■ Given request A: In the tax-saving article, what is the most a person over 50 can contribute to a ROTH or IRA account, counting the catch-up amount?
■ Given request B: Rewrite the paragraph of the tax-saving article that begins "ROTH conversions are a good strategy" as a short bulleted list that keeps its main facts.
■ Given request C: Put this sentence from the tax-saving article into Spanish: "The good news is that the contribution doesn’t have to be made until the due date of your tax return (not including extensions)."

■ Provided passage:
With the end of the year fast approaching, let’s remember that we still have time to save on taxes. Even though Washington D.C. is fighting it out to see what our future tax code will look like, we know the rules today and we can take steps now to help us for tomorrow. Here are four strategies to potentially reduce your tax bill for 2017:

  1. You may be eligible to contribute to a ROTH or IRA account. The max any individual can contribute is $5,500 with a $1,000 catch-up contribution if you are over 50 (for a total of $6,500). There are income limitations, so make sure you talk with your accountant or financial advisor to see if you qualify. Depending on your current income and future projected income a ROTH or an IRA may be suitable, so you may have to do some planning to decide. The good news is that the contribution doesn’t have to be made until the due date of your tax return (not including extensions).
  2. ROTH conversions are a good strategy to try and maximize tax free growth. This strategy consists of moving money from a traditional IRA to a ROTH, paying the tax now and then having the ROTH to grow tax free. This strategy can be highly advantageous but needs to be evaluated carefully as raising income over certain levels can create unintended consequences. It is usually most beneficial with households that have retired but have not yet started taking social security. This allows you to convert the traditional IRA at lower tax brackets than if you were collecting all sources of income.

■ Dataset content:
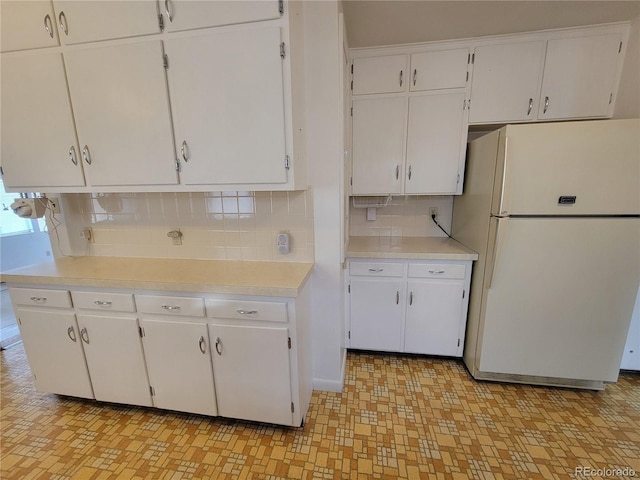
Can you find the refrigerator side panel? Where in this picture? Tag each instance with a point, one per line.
(470, 226)
(572, 168)
(561, 298)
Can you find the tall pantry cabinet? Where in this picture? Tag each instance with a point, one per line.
(167, 96)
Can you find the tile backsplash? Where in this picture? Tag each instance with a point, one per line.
(406, 216)
(214, 225)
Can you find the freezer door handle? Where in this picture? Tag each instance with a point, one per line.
(498, 246)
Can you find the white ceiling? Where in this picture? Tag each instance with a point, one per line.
(392, 22)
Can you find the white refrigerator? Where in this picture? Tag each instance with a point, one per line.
(553, 211)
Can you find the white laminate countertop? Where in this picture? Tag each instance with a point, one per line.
(425, 248)
(278, 279)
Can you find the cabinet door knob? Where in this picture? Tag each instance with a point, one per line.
(71, 333)
(86, 155)
(72, 155)
(84, 335)
(184, 151)
(48, 26)
(62, 19)
(168, 8)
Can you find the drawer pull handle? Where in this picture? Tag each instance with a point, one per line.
(71, 333)
(84, 335)
(170, 308)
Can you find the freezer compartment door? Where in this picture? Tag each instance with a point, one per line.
(558, 297)
(573, 168)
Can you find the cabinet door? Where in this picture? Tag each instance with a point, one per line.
(379, 126)
(436, 143)
(113, 349)
(39, 146)
(26, 25)
(119, 97)
(506, 82)
(376, 313)
(183, 379)
(433, 320)
(579, 77)
(252, 373)
(386, 74)
(52, 343)
(228, 106)
(440, 69)
(90, 21)
(190, 14)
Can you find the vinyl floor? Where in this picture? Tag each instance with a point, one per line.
(397, 417)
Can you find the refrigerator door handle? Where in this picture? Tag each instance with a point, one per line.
(498, 246)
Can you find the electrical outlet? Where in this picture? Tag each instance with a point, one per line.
(54, 204)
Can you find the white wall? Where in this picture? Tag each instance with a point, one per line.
(324, 153)
(628, 98)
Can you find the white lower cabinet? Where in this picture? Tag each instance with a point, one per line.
(230, 355)
(181, 381)
(408, 306)
(252, 372)
(52, 343)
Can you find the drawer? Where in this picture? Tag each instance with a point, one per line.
(115, 302)
(182, 306)
(379, 269)
(248, 310)
(40, 297)
(433, 270)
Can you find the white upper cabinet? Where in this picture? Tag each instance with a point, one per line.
(39, 146)
(439, 69)
(80, 21)
(229, 110)
(385, 74)
(436, 143)
(119, 97)
(506, 82)
(191, 14)
(26, 25)
(580, 77)
(379, 129)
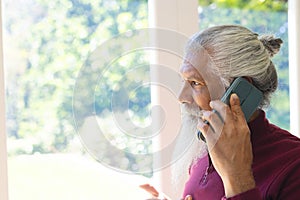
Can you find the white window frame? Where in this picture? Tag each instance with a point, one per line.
(294, 65)
(3, 149)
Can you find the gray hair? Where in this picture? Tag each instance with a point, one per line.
(238, 52)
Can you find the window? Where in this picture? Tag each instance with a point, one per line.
(46, 46)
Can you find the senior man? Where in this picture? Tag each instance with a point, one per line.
(244, 160)
(237, 159)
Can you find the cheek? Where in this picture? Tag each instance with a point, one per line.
(202, 98)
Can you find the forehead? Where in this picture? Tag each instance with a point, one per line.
(195, 65)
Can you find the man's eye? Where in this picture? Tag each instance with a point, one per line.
(195, 83)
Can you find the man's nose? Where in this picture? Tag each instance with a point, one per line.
(185, 95)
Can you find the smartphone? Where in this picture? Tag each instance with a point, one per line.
(250, 98)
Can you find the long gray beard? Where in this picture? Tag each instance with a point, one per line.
(195, 149)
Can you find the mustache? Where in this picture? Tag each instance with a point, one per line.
(192, 110)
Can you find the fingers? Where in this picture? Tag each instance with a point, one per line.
(188, 197)
(236, 108)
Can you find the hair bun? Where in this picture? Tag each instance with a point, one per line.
(271, 43)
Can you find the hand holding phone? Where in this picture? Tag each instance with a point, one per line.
(250, 98)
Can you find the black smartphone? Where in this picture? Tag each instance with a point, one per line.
(250, 98)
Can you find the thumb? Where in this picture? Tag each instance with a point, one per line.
(236, 108)
(188, 197)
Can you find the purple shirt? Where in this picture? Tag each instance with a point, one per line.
(276, 167)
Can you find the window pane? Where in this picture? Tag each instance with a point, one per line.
(46, 45)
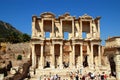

■ Full response A: $6,500

■ Full response B:
- ROTH conversions aim to maximize tax-free growth.
- Money moves from a traditional IRA to a ROTH, tax is paid now, and the ROTH then grows tax free.
- The strategy can pay off well but needs careful review, since pushing income above certain levels can have unintended consequences.
- It usually helps most in households that have retired but not yet started taking social security.
- That timing lets the traditional IRA be converted at lower tax brackets than when all income sources are being collected.

■ Full response C: La buena noticia es que la contribución no tiene que hacerse hasta la fecha de vencimiento de su declaración de impuestos (sin incluir prórrogas).